(Object pointing dataset rows)
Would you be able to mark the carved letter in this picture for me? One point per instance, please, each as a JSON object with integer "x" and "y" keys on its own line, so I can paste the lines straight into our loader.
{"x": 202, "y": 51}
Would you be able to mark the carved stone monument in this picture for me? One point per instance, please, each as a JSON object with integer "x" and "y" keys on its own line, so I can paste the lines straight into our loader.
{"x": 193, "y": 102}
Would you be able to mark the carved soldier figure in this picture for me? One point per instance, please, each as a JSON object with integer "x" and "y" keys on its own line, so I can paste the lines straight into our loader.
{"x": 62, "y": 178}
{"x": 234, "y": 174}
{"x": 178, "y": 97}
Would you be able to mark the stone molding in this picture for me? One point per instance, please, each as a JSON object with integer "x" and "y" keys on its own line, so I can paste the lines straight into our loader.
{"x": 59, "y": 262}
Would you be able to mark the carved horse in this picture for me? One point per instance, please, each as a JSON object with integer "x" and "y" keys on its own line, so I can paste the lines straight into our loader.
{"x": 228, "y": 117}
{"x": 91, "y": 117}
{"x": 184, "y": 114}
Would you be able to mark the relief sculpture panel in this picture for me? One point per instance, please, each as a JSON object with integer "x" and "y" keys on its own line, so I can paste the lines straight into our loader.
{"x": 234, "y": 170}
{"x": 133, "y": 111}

Written instruction: Turn all of the material above into a two-column CSV with the header columns "request" and "points", one row per request. Put each field in double quotes and replace any line breaks inside a field with spaces.

Result for this task:
request,points
"Would you be able to mark the carved letter in this picture for me? One point per instance, please, each as a JSON object with integer ""x"" and ""y"" keys on its own line, so I can paste the lines straight into our loader.","{""x"": 202, ""y"": 51}"
"Would you be able to mark the carved stone monument in this picture for me? One point per instance, please, each as a JSON object with integer ""x"" and ""y"" keys on its own line, so I can paste the lines straight into our loader.","{""x"": 193, ""y"": 102}"
"Would you be able to mark the carved soldier figure in this picture for me? One point per instance, please, each as a JSON object with integer ""x"" and ""y"" keys on its own line, so I can paste the lines straight into our loader.","{""x"": 62, ""y"": 178} {""x"": 234, ""y"": 174} {""x"": 178, ""y"": 97}"
"Would you be able to mark the stone molding in this picture for me? One point per instance, please, each as a JSON object with integer ""x"" and ""y"" keys on its own line, so I can paste the lines straight into our loader.","{""x"": 59, ""y"": 262}"
"Would you be able to mark the carved horse in this picture for me? One point per instance, please, each as a JSON object with integer ""x"" and ""y"" keys on its own line, so I can paste the lines straight into our loader.","{""x"": 228, ""y"": 117} {""x"": 91, ""y"": 117} {""x"": 184, ""y"": 114}"
"Would you be able to mark the relief sculpture panel in this picture for me? One point per instance, please, each as a JSON object with integer ""x"" and ""y"" keys on its own line, so I can paste the lines straight into our loader.","{""x"": 234, ""y"": 170} {""x"": 133, ""y"": 111}"